Exercise instructions: Give the records again word for word. Leave every picture out.
──────── Data under study
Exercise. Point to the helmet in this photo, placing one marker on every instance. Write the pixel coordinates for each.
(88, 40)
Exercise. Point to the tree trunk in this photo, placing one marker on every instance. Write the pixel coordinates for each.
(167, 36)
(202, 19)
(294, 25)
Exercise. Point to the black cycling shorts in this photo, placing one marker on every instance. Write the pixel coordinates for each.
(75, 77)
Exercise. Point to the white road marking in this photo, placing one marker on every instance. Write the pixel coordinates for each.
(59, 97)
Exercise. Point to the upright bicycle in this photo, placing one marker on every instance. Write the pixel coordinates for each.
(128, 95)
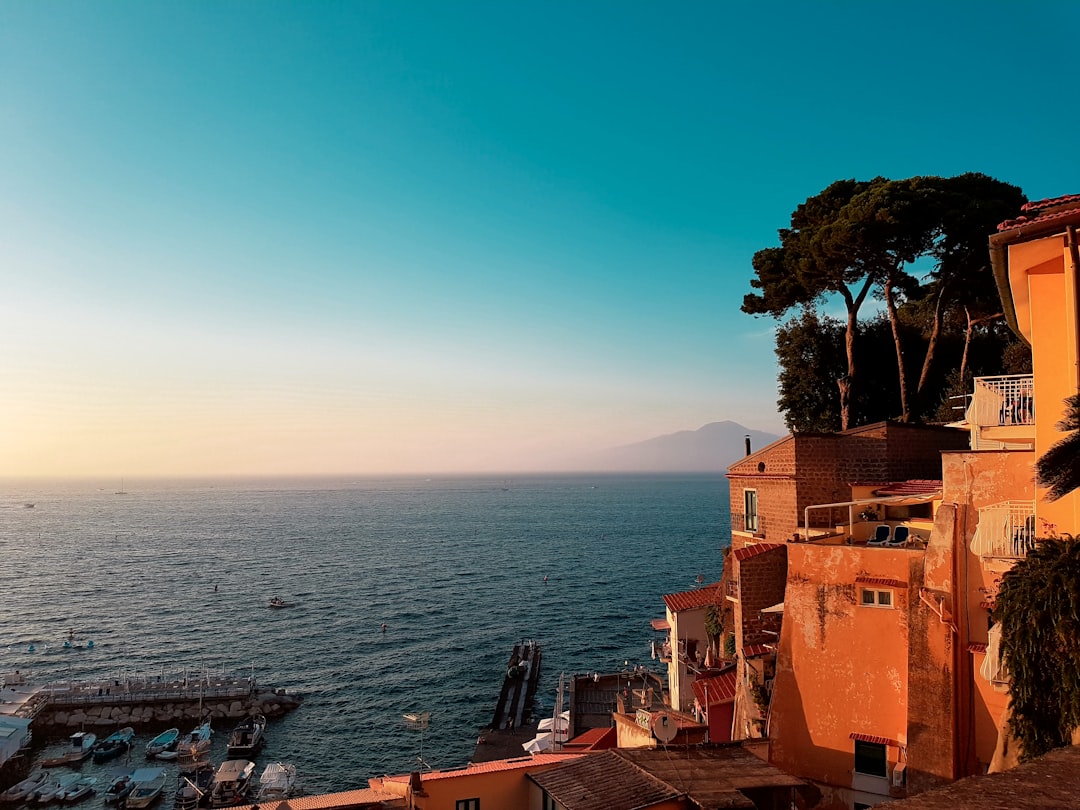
────────────────
Solved exercise:
Exercise. Point to the helmet in this photo, placing one marker on every instance. Write the pixel coordinates for each.
(88, 40)
Exercise. Point to the tree trunk in this photo, placing one marker on every instance. Write the pixel coordinates for each.
(167, 36)
(202, 19)
(294, 25)
Exercise. Point to the black cycling shorts in this photo, placing one marker on every instance. Write the pixel coordinates for each.
(75, 77)
Exercise. Point to the white road marking in this photo, placing one marker on every instance. Write the pixel coordinates for each.
(59, 97)
Exercise. Point to the upright bicycle in this photo, placing one marker on every instance. Write the pixel coordinates for each.
(128, 95)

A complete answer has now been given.